Complete the following:
a: In the text about taming feral kittens, what does the writer use to give the kittens a place to hide?
b: Rewrite the part of the text about taming feral kittens from "First, I think" to "to them immediately.", swapping "bathmat" for "rug".

Text to read:
○ ○ ○ ○ ○
First, I think it is great that you are trying to help these kittens, whether you keep them or send them to a no-kill or foster situation, it HAS helped them. Pictures could help us determine age better than descriptions but you may be fairly accurate with your own assessment of age via timeline.

I have tamed feral kitten litters, including one litter that was +/- 14wks of age.

The short version:
Give the kittens in your bathroom a place to hide. I do not feel the toilet tank is sufficient. I like to use the hood of a litterbox laying on a bathmat or folded towels with the opening facing away from the bathroom door. It is like a cave for them and helps them feel secure in the small area but is easy for me to lift if I need access to them immediately.

I like to make a mix of chopped, shredded, cooked chicken stirred into a can of cream/chicken soup (no water/milk added) to make a thick mixture that sticks to my fingers and I try to hand feed the kittens by putting my hand/arm into the hood/cave. As they enjoy the food I slowly insert my hand/arm less/less to draw them out.
○ ○ ○ ○ ○
Listed entries:
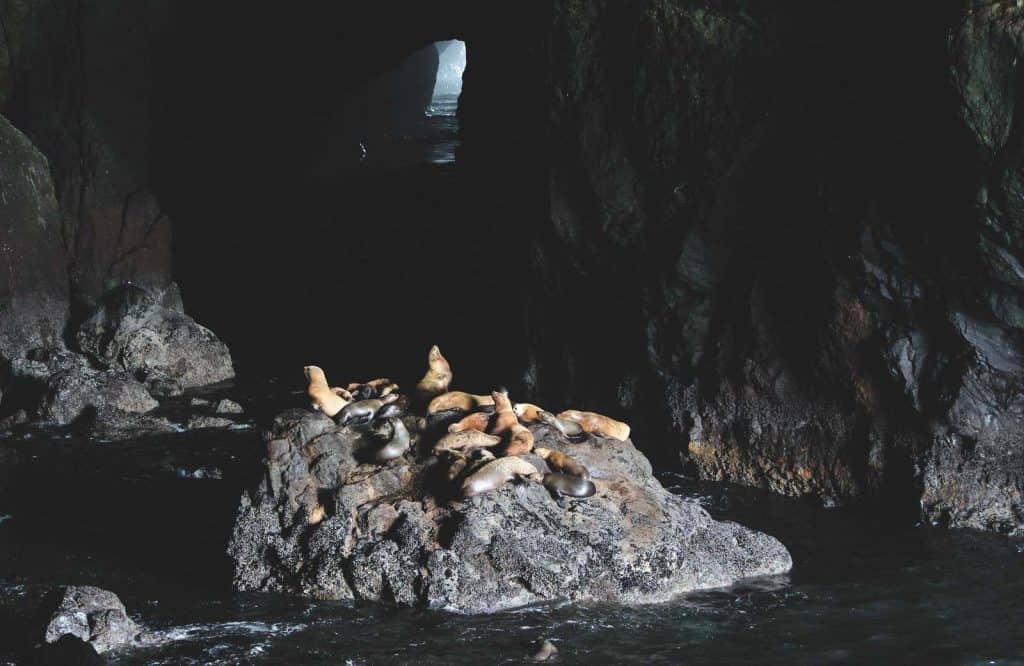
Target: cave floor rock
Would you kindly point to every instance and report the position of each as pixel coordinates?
(391, 535)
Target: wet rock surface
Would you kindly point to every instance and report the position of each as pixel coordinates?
(395, 534)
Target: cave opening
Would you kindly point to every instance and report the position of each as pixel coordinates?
(330, 222)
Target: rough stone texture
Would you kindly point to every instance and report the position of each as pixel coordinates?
(824, 296)
(71, 393)
(391, 534)
(33, 283)
(90, 614)
(144, 331)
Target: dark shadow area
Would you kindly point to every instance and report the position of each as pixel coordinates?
(311, 224)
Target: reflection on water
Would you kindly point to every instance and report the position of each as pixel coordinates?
(432, 139)
(861, 591)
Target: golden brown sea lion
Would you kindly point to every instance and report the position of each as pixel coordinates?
(475, 421)
(505, 416)
(466, 440)
(562, 462)
(461, 462)
(373, 388)
(520, 441)
(568, 485)
(597, 424)
(323, 398)
(496, 473)
(437, 378)
(459, 400)
(570, 430)
(526, 412)
(394, 436)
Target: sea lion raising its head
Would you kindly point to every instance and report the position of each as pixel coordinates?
(598, 424)
(570, 430)
(459, 400)
(526, 412)
(323, 397)
(562, 462)
(437, 378)
(496, 473)
(520, 441)
(568, 485)
(395, 439)
(373, 388)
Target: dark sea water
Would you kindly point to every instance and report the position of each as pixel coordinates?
(150, 521)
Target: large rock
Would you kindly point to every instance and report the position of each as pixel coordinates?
(34, 304)
(92, 615)
(393, 533)
(144, 331)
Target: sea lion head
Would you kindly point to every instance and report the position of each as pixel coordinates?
(313, 373)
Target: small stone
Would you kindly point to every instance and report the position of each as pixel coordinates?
(226, 406)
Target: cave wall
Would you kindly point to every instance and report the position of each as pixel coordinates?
(790, 236)
(797, 226)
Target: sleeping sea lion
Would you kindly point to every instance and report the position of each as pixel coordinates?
(562, 462)
(568, 485)
(322, 397)
(520, 441)
(459, 400)
(598, 424)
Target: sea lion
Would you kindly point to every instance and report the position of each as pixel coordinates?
(520, 441)
(570, 430)
(505, 416)
(466, 440)
(467, 463)
(316, 514)
(364, 411)
(526, 412)
(396, 407)
(563, 463)
(459, 400)
(437, 378)
(323, 398)
(373, 388)
(498, 472)
(568, 485)
(475, 421)
(598, 424)
(546, 651)
(396, 440)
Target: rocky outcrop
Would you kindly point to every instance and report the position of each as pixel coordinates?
(797, 314)
(144, 331)
(395, 534)
(92, 615)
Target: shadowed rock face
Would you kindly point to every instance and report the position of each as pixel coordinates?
(90, 614)
(394, 534)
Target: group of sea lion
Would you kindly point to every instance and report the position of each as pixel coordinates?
(484, 447)
(374, 405)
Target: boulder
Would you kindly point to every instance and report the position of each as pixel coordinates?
(89, 614)
(396, 533)
(143, 330)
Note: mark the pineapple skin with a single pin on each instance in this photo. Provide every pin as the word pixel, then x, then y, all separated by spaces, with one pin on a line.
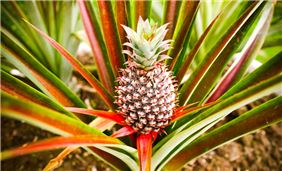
pixel 146 98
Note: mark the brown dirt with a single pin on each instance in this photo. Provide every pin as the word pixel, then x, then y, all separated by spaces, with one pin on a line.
pixel 258 151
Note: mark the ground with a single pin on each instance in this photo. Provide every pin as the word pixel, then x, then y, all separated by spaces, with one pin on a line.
pixel 261 151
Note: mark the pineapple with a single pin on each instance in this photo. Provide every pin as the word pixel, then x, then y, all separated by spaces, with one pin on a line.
pixel 146 91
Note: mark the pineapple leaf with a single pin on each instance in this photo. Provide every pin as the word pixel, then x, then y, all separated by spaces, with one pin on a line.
pixel 100 113
pixel 79 67
pixel 171 14
pixel 123 132
pixel 264 72
pixel 144 146
pixel 195 89
pixel 111 36
pixel 59 142
pixel 19 89
pixel 36 72
pixel 98 48
pixel 191 9
pixel 259 117
pixel 249 51
pixel 184 134
pixel 122 18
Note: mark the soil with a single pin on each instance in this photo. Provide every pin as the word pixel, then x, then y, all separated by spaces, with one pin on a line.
pixel 260 151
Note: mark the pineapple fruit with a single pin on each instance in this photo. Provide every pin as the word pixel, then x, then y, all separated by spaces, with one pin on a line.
pixel 146 91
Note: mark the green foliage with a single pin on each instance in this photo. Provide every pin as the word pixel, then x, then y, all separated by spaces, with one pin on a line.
pixel 207 38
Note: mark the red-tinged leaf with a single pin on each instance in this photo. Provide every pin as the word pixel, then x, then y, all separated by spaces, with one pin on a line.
pixel 269 69
pixel 121 19
pixel 154 135
pixel 99 123
pixel 180 72
pixel 100 113
pixel 102 124
pixel 259 117
pixel 199 83
pixel 142 9
pixel 144 146
pixel 228 78
pixel 104 94
pixel 123 132
pixel 17 88
pixel 170 16
pixel 50 87
pixel 43 117
pixel 239 66
pixel 180 109
pixel 104 71
pixel 60 142
pixel 177 115
pixel 185 29
pixel 110 32
pixel 56 162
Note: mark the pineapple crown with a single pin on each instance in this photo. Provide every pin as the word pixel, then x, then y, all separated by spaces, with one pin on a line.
pixel 147 44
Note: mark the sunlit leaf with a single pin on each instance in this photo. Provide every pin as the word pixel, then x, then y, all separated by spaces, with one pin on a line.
pixel 59 142
pixel 259 117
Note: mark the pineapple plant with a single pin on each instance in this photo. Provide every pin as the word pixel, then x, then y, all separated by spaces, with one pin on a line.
pixel 170 79
pixel 146 91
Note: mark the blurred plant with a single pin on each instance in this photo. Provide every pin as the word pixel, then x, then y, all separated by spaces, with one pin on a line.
pixel 204 42
pixel 59 19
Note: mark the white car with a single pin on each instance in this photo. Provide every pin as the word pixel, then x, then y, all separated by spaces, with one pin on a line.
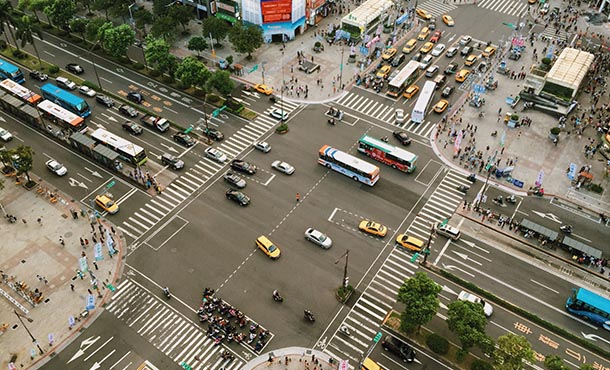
pixel 5 135
pixel 465 296
pixel 318 238
pixel 438 50
pixel 85 90
pixel 279 114
pixel 263 146
pixel 56 167
pixel 283 167
pixel 215 155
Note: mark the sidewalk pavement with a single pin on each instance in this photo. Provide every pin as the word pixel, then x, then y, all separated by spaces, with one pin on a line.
pixel 40 258
pixel 293 358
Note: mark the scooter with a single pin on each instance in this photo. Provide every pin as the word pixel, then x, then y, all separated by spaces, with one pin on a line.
pixel 309 316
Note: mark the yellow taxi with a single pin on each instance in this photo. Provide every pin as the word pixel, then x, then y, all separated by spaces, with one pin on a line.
pixel 409 46
pixel 422 13
pixel 388 54
pixel 441 106
pixel 462 75
pixel 470 60
pixel 263 89
pixel 105 202
pixel 448 20
pixel 267 247
pixel 384 71
pixel 423 34
pixel 409 242
pixel 489 51
pixel 411 91
pixel 373 228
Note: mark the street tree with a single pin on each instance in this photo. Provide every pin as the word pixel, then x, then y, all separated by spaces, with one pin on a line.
pixel 198 44
pixel 192 72
pixel 60 12
pixel 215 27
pixel 467 320
pixel 116 40
pixel 511 352
pixel 164 27
pixel 419 294
pixel 26 30
pixel 246 38
pixel 23 158
pixel 555 363
pixel 221 82
pixel 182 14
pixel 79 25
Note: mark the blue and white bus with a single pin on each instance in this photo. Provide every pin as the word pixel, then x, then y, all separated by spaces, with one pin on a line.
pixel 11 71
pixel 71 102
pixel 590 306
pixel 348 165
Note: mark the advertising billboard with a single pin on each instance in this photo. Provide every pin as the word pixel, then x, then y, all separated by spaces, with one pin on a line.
pixel 276 10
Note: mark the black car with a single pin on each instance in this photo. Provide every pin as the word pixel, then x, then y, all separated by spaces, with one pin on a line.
pixel 184 139
pixel 103 99
pixel 37 75
pixel 213 133
pixel 402 137
pixel 128 110
pixel 238 197
pixel 398 60
pixel 132 128
pixel 243 166
pixel 401 349
pixel 74 68
pixel 135 97
pixel 447 91
pixel 234 180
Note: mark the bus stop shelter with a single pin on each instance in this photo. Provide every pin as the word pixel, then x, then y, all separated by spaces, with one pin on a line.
pixel 546 232
pixel 581 247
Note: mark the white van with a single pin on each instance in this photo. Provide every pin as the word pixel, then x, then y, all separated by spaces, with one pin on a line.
pixel 451 232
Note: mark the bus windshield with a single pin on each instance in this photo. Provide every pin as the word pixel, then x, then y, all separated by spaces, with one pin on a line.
pixel 348 165
pixel 389 154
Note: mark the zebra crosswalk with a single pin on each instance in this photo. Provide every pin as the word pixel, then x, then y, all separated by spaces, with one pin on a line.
pixel 379 296
pixel 384 113
pixel 166 329
pixel 199 174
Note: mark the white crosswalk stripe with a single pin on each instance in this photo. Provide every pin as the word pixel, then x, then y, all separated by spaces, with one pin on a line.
pixel 368 312
pixel 199 173
pixel 167 330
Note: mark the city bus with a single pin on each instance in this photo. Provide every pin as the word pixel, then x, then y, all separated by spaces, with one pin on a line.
pixel 71 102
pixel 590 306
pixel 11 71
pixel 394 157
pixel 403 79
pixel 128 151
pixel 62 117
pixel 423 102
pixel 21 92
pixel 348 165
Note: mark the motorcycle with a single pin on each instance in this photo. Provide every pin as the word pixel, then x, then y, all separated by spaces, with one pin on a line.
pixel 309 316
pixel 277 297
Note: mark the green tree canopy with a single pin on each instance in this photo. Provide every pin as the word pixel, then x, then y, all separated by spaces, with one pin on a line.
pixel 192 72
pixel 419 294
pixel 467 320
pixel 246 38
pixel 216 27
pixel 511 350
pixel 60 12
pixel 221 82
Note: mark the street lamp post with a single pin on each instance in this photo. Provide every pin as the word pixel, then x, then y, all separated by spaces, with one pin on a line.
pixel 28 330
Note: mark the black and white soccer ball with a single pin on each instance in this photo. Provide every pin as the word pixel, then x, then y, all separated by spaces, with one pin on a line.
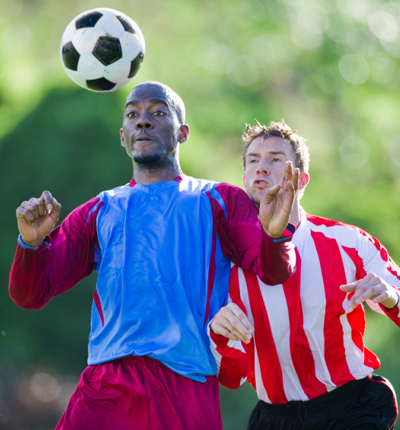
pixel 102 49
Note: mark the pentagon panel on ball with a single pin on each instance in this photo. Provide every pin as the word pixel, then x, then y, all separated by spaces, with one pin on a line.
pixel 102 49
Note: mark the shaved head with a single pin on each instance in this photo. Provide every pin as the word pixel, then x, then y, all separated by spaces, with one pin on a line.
pixel 160 92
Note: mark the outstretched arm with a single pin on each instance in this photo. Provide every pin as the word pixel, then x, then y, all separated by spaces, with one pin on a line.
pixel 50 261
pixel 277 203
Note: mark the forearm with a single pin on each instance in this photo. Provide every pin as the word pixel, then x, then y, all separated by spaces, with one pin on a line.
pixel 29 285
pixel 65 257
pixel 231 359
pixel 275 262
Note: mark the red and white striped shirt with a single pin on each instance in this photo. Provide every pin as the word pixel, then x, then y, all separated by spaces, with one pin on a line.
pixel 307 340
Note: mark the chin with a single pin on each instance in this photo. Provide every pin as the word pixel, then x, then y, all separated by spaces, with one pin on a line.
pixel 148 160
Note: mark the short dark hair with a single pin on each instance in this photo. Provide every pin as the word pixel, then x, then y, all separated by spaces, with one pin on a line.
pixel 173 98
pixel 278 129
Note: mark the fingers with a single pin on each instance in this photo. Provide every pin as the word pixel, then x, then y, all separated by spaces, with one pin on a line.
pixel 371 287
pixel 35 208
pixel 232 323
pixel 296 179
pixel 55 210
pixel 47 199
pixel 270 194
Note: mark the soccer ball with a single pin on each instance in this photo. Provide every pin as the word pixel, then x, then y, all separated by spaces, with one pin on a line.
pixel 102 49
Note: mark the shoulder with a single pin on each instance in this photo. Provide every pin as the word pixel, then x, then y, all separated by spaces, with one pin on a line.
pixel 115 193
pixel 343 232
pixel 188 183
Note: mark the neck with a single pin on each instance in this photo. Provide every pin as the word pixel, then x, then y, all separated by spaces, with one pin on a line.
pixel 152 174
pixel 295 214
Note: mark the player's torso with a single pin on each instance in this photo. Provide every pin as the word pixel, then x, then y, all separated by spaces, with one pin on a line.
pixel 315 337
pixel 156 249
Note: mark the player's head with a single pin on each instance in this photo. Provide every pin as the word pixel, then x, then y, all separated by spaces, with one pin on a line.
pixel 153 124
pixel 266 149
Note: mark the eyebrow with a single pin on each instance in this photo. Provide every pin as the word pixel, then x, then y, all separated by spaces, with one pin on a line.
pixel 153 101
pixel 257 154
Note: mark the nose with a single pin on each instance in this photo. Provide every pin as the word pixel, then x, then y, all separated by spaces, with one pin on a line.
pixel 262 167
pixel 144 122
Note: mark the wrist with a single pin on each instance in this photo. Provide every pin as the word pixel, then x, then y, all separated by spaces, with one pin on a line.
pixel 29 244
pixel 271 234
pixel 391 302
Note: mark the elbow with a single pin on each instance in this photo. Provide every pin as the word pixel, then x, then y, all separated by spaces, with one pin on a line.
pixel 23 300
pixel 229 383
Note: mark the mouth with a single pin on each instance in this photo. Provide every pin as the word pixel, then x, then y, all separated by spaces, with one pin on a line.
pixel 143 139
pixel 261 183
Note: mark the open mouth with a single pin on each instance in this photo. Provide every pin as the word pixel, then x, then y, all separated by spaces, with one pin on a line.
pixel 261 182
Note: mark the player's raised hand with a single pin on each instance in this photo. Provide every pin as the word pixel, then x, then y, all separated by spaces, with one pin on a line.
pixel 232 322
pixel 37 217
pixel 371 287
pixel 277 203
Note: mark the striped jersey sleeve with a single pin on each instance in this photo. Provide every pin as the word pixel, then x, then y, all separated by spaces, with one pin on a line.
pixel 66 256
pixel 243 239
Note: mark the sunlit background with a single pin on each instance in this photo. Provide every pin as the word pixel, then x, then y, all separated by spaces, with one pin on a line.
pixel 329 68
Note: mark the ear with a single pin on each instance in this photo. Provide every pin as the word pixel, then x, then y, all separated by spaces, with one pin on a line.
pixel 183 135
pixel 304 180
pixel 121 134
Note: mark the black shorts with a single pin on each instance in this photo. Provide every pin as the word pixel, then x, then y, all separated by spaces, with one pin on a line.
pixel 366 404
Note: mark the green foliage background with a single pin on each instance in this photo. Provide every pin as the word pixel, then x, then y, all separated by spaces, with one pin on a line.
pixel 329 68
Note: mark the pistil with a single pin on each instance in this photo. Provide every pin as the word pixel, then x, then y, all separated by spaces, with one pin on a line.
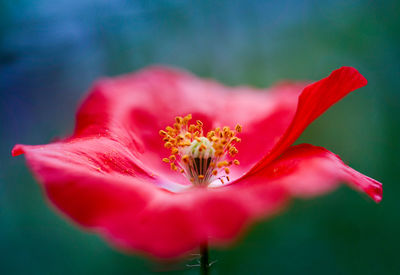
pixel 200 158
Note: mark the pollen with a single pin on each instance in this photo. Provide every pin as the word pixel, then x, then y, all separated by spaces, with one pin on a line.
pixel 200 157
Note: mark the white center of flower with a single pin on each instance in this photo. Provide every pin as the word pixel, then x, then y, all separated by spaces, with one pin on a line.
pixel 200 158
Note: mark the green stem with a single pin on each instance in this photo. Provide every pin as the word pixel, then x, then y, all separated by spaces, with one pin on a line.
pixel 204 265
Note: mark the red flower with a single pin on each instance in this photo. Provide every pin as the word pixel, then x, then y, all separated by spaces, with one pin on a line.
pixel 109 175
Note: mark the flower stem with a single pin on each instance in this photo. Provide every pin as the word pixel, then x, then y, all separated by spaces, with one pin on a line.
pixel 204 265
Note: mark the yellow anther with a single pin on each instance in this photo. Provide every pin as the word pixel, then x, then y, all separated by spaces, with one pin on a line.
pixel 192 128
pixel 222 164
pixel 187 118
pixel 177 126
pixel 179 119
pixel 173 166
pixel 185 158
pixel 186 140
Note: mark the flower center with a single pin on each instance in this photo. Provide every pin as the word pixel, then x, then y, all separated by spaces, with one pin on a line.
pixel 200 158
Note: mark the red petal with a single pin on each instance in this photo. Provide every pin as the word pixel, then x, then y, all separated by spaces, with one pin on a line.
pixel 313 101
pixel 307 170
pixel 135 215
pixel 135 107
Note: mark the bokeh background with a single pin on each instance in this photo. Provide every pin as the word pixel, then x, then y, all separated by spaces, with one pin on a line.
pixel 51 52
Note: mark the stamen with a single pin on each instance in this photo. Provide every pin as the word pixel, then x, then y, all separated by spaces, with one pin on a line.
pixel 200 158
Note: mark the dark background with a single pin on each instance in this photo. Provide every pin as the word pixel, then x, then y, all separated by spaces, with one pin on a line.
pixel 51 52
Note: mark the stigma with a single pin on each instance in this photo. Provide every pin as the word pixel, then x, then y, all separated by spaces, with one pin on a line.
pixel 201 158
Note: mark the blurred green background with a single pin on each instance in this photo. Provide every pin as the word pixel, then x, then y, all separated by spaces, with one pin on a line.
pixel 51 52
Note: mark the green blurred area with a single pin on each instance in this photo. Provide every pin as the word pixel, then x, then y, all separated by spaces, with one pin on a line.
pixel 51 52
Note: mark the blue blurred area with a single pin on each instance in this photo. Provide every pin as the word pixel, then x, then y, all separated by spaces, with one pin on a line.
pixel 51 52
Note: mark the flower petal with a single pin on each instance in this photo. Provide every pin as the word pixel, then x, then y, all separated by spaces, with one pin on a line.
pixel 314 100
pixel 137 216
pixel 307 170
pixel 135 107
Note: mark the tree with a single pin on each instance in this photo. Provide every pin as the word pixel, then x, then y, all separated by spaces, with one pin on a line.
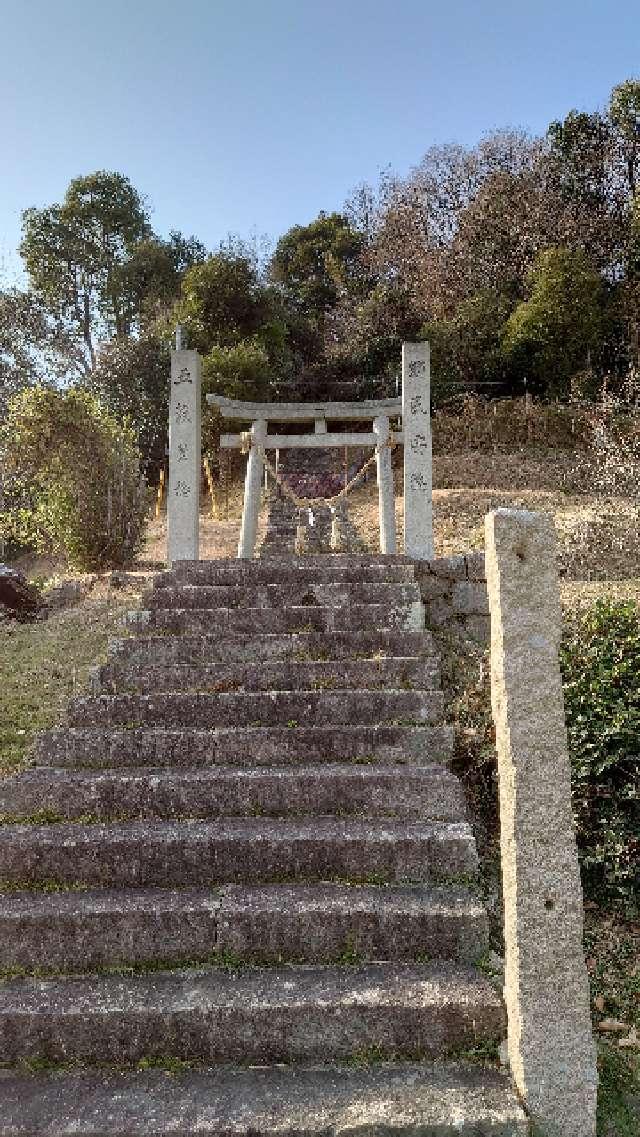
pixel 151 276
pixel 34 346
pixel 223 301
pixel 74 252
pixel 467 349
pixel 551 335
pixel 73 479
pixel 131 381
pixel 315 263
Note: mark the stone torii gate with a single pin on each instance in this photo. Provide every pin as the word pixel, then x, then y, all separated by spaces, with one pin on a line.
pixel 415 436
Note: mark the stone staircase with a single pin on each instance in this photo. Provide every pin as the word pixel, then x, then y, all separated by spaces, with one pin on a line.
pixel 240 899
pixel 320 473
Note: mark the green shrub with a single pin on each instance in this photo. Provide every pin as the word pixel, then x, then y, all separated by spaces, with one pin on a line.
pixel 600 662
pixel 72 479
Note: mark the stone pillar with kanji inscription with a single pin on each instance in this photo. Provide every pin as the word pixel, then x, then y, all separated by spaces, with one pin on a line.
pixel 416 425
pixel 183 498
pixel 550 1048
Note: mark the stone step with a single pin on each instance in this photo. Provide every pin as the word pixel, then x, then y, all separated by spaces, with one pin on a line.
pixel 243 746
pixel 430 793
pixel 260 1015
pixel 85 931
pixel 283 675
pixel 276 621
pixel 168 650
pixel 279 596
pixel 329 566
pixel 234 851
pixel 446 1100
pixel 257 708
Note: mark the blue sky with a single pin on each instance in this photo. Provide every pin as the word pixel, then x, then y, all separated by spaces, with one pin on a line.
pixel 248 116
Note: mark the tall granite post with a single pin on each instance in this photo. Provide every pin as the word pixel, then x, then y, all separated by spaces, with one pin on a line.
pixel 416 425
pixel 385 496
pixel 550 1047
pixel 183 500
pixel 252 490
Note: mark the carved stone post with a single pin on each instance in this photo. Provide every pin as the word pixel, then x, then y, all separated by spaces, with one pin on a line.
pixel 385 496
pixel 550 1047
pixel 252 490
pixel 416 424
pixel 183 499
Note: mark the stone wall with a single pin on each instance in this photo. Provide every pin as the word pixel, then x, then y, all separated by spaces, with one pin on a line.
pixel 454 590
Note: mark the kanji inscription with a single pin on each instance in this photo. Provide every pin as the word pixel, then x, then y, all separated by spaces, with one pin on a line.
pixel 183 376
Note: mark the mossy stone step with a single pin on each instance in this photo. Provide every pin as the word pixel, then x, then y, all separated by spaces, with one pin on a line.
pixel 341 923
pixel 263 1015
pixel 446 1100
pixel 429 793
pixel 98 747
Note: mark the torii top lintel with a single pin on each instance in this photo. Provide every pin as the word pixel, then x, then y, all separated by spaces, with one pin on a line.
pixel 305 412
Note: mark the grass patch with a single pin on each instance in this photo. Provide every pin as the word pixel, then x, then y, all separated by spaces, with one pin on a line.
pixel 46 663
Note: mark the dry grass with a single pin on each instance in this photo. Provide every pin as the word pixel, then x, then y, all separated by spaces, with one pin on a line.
pixel 47 662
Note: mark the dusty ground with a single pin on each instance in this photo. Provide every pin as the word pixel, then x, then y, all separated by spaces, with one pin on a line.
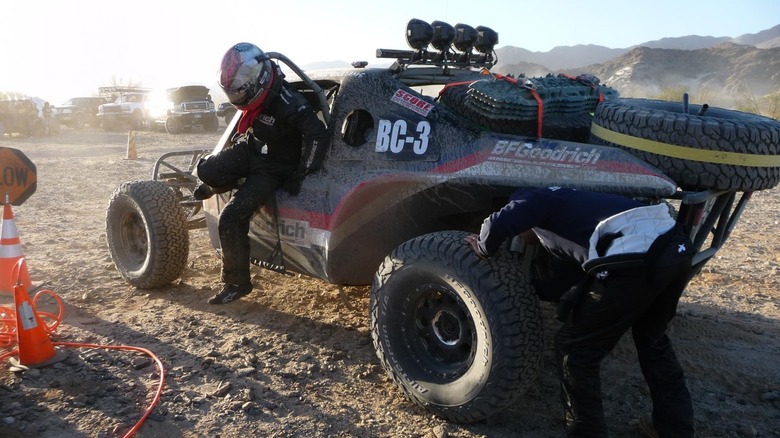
pixel 295 357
○ ○ ○ ○ ○
Responses to the tasks:
a: The hood of a litterbox laid on a bathmat or folded towels, with the opening facing away from the bathroom door.

b:
First, I think it is great that you are trying to help these kittens, whether you keep them or send them to a no-kill or foster situation, it HAS helped them. Pictures could help us determine age better than descriptions but you may be fairly accurate with your own assessment of age via timeline.

I have tamed feral kitten litters, including one litter that was +/- 14wks of age.

The short version:
Give the kittens in your bathroom a place to hide. I do not feel the toilet tank is sufficient. I like to use the hood of a litterbox laying on a rug or folded towels with the opening facing away from the bathroom door. It is like a cave for them and helps them feel secure in the small area but is easy for me to lift if I need access to them immediately.